- Input data:
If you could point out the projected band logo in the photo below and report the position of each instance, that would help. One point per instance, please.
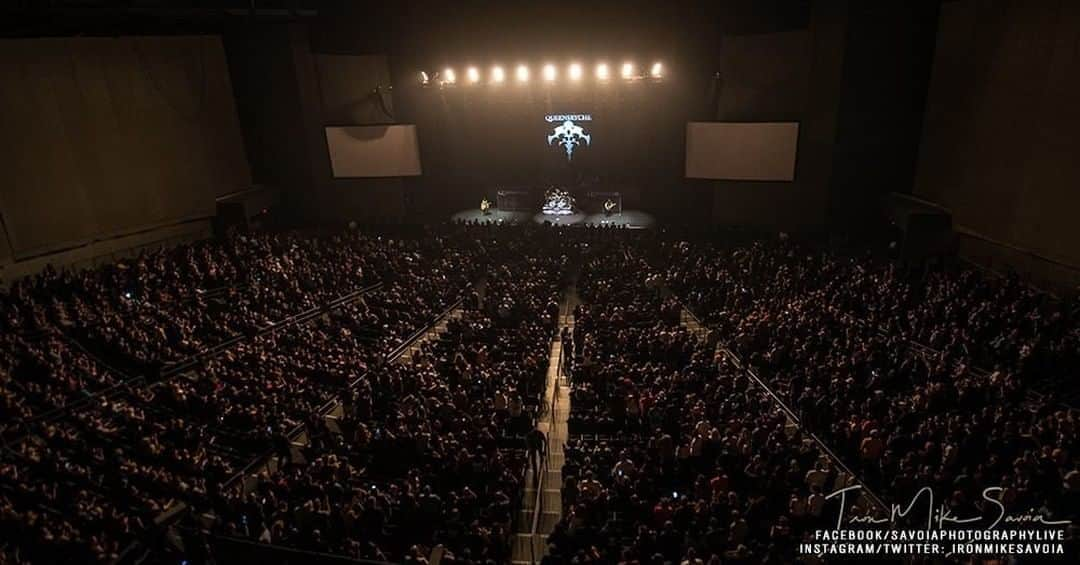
(569, 135)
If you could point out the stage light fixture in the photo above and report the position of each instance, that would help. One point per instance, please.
(575, 71)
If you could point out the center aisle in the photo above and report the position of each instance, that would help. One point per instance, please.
(531, 545)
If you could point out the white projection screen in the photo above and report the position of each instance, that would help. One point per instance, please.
(741, 150)
(373, 150)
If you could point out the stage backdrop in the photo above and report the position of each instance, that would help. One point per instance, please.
(107, 136)
(474, 138)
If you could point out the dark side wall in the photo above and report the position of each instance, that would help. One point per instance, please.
(292, 83)
(784, 76)
(999, 138)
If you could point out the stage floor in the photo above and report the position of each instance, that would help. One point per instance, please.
(630, 218)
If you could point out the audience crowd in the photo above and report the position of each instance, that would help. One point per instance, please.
(914, 380)
(256, 389)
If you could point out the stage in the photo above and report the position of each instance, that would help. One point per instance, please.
(629, 218)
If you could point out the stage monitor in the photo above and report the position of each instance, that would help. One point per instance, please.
(741, 150)
(373, 150)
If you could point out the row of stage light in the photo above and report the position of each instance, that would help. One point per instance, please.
(575, 71)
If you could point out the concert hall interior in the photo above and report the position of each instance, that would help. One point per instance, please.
(476, 282)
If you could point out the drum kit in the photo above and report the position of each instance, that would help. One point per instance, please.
(557, 202)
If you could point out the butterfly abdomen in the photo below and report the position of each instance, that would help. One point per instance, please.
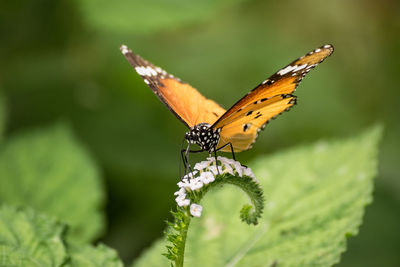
(204, 136)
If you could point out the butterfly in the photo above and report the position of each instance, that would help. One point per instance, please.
(212, 127)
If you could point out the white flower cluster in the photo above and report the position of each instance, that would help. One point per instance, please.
(203, 174)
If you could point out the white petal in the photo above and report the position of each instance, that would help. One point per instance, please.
(184, 203)
(196, 210)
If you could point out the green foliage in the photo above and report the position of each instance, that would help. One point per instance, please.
(148, 16)
(208, 176)
(49, 171)
(316, 197)
(89, 256)
(29, 239)
(2, 115)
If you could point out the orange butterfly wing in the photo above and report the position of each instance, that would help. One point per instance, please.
(181, 99)
(242, 122)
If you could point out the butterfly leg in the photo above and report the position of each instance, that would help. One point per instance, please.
(184, 160)
(229, 144)
(215, 155)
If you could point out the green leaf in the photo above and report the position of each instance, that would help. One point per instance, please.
(29, 239)
(89, 256)
(3, 113)
(315, 199)
(150, 15)
(51, 172)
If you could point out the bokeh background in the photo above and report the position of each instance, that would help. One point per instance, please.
(60, 60)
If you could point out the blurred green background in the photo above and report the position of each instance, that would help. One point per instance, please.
(60, 60)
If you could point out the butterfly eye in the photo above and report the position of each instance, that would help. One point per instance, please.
(187, 136)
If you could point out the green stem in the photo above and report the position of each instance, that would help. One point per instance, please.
(182, 217)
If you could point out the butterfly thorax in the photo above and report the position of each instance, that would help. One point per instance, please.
(204, 136)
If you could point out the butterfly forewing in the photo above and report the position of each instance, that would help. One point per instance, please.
(284, 81)
(183, 100)
(244, 130)
(241, 123)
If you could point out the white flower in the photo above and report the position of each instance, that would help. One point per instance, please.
(182, 201)
(228, 169)
(201, 165)
(190, 175)
(211, 159)
(185, 184)
(207, 177)
(213, 169)
(181, 191)
(196, 184)
(238, 168)
(196, 210)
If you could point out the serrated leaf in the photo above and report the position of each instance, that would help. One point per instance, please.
(30, 239)
(147, 16)
(90, 256)
(315, 199)
(51, 172)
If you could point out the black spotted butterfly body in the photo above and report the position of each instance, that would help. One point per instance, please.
(236, 129)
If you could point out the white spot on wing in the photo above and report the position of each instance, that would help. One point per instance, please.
(124, 49)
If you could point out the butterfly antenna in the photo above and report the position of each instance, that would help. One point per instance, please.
(183, 159)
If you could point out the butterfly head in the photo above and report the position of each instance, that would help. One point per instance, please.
(204, 136)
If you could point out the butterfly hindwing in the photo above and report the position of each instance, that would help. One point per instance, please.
(183, 100)
(240, 127)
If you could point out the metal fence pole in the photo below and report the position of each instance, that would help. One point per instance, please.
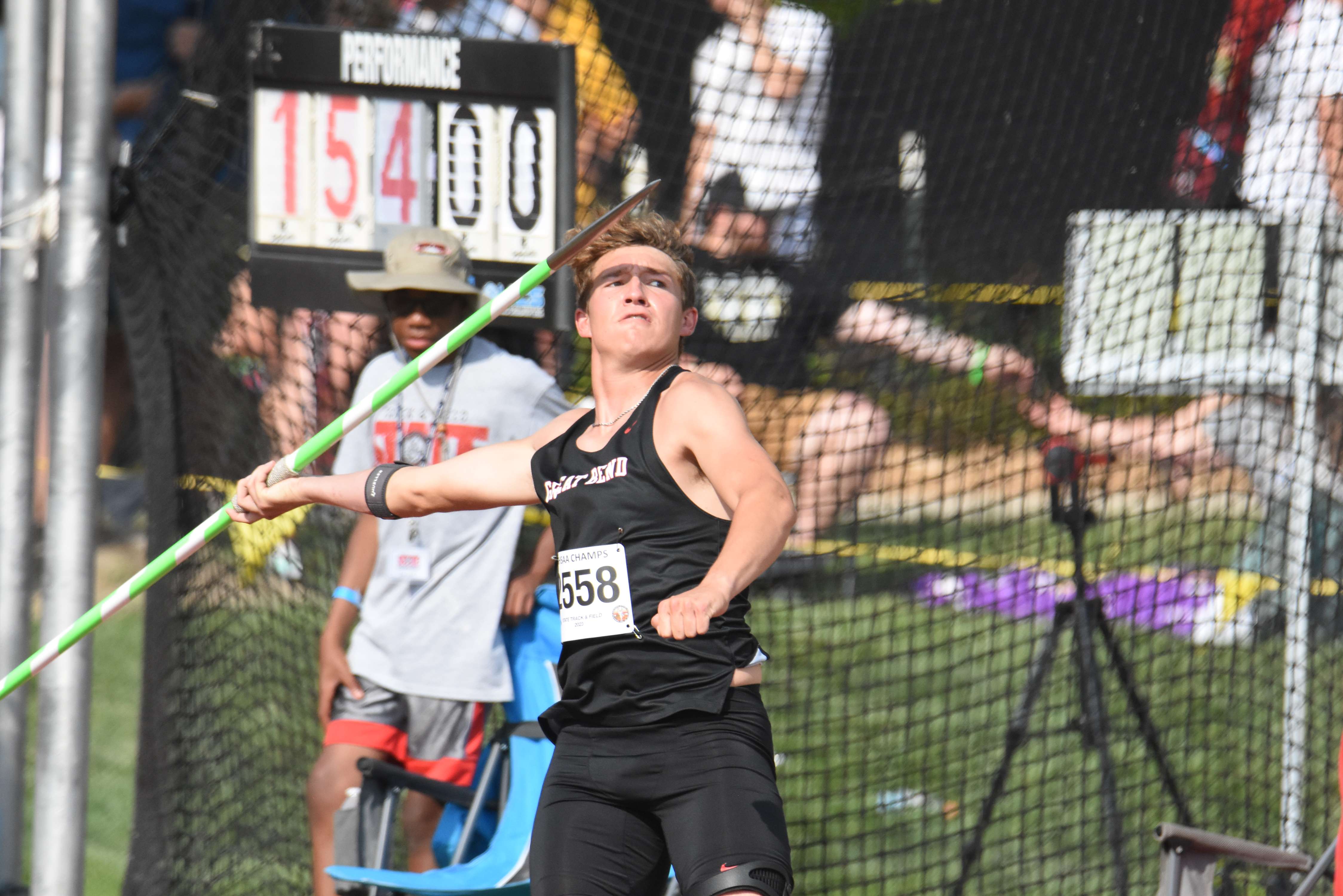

- Task: Each record above should be returned unchanged, except that the pictures are dropped.

- Exercise solution:
If you could point out the projected band logo in the photo below and report the position of each instance, that would help. One point per instance, please.
(569, 135)
If you could point out the stage light fixture in the photo above and report the position of each instance, that would help. One point per instance, please.
(575, 71)
If you could point out the center aisle in the photo above and report the position of each instance, that would help. One point per instance, please.
(531, 545)
If you could point out the white projection screen in the photo above and report the position of each instance, that would help. One point per instance, please.
(741, 150)
(373, 150)
If you could point out the stage backdrop in the photo above and report the position of each instance, that would help. One point per instance, please.
(107, 136)
(474, 138)
If you could point out the dark side wall in the photo above and report the position of each instance, that would help. One point per instance, please.
(292, 83)
(784, 76)
(999, 138)
If you could point out the stage floor in the photo above and report the position of each instance, that would help. One point per instance, please.
(630, 218)
If you could point out the audience crowd in the photo above and report the position of each instance, that would help. One point per instance, please.
(914, 380)
(256, 389)
If you could point out the stage in the photo above and report the position of each instance, that would help. One point per instance, please.
(629, 218)
If you could point out the stage monitor in the photo above and report the position of each instance, that would help. One point per instance, please.
(741, 150)
(373, 150)
If you could point out the row of stage light in the photo above and report the position of each instance, that would help. One point per instance, please.
(575, 71)
If you could point out the concert hall interior in the photo above and report the position of each instance, that would help. One point per instance, please.
(476, 282)
If you could point out the drum kit in the photo above and report the position of each instance, that would help. One point per instance, please.
(557, 202)
If you could point out the butterfly abdomen in the photo below and report the position of each instance, that would help. One point per instance, please.
(204, 136)
If you could point out the butterfly in the photo above and report the position of each instance, that would help. One point per instance, please.
(212, 127)
If you could point out the white flower cluster in the photo above and report the position of each instance, that would help. One point per instance, please.
(203, 174)
If you could point out the white petal in the photo above and report the position of each instance, that would help. One point per instance, please.
(184, 203)
(196, 210)
If you could point out the green foliage in the photo above and report the position of each instance, that would help. One point per instance, please.
(148, 16)
(208, 176)
(49, 171)
(316, 197)
(89, 256)
(29, 239)
(2, 115)
If you could point out the orange butterfly wing in the photo above and report the position of each instance, that would help. One point per instance, please.
(181, 99)
(242, 122)
If you could point out the butterfly leg in the photo above and report the position of each instance, that would help. One point per instance, please.
(184, 160)
(229, 144)
(215, 155)
If you could point out the green leaf in the photo above and report the position of each instance, that would help. One point per instance, please.
(29, 239)
(89, 256)
(3, 113)
(315, 199)
(150, 15)
(51, 172)
If you could point out the bokeh background in the photo above and report the position of each instance, that would help. One point per instance, please.
(60, 60)
If you could point out the blurred green background in the photo above and report the position of each instance, that would help. One point per instance, please.
(60, 60)
If you could point out the butterfly eye in the photo above and report the position of each instance, that would help. One point per instance, please.
(187, 136)
If you could point out the green stem in the photo above and report the position of each instance, that would help. One point per instance, please.
(182, 217)
If you could point out the butterfly thorax in the photo above and report the position of each instance, that would help. One point per instance, please.
(204, 136)
If you could point out the butterfly forewing in the photo above and report the position of each instance, that would help. One point per instance, please.
(284, 81)
(183, 100)
(244, 130)
(241, 123)
If you could point out the white flower in the photo above and report the position of each instance, that would help. One point per instance, please.
(182, 201)
(228, 169)
(201, 165)
(190, 175)
(211, 159)
(185, 184)
(207, 177)
(213, 169)
(181, 191)
(196, 184)
(238, 168)
(196, 210)
If you could point out the serrated leaf in the photo above and report the position of each instance, that would help. One point per instance, please.
(30, 239)
(147, 16)
(90, 256)
(315, 199)
(51, 172)
If you could point out the black spotted butterfly body in the photo above and report the position of each instance, that would help. One point per instance, please.
(236, 129)
If you could point out the white spot on wing in the photo above and report the position of each instance, that would help. One point per instance, please.
(124, 49)
If you could point out the butterfly antenna in the photo above and report the position of each instance, that would help. One point per instance, please.
(183, 159)
If you could point out the butterfly head in the photo above and report the position of each instance, that would help. One point per instance, please.
(204, 136)
If you could point out the butterfly hindwing in the photo above and report the position of each instance, that would help. One point per instance, please.
(183, 100)
(240, 127)
If you could point out the metal fence pole in the photo below and report the position of each instance, that would help. One point per instance, please.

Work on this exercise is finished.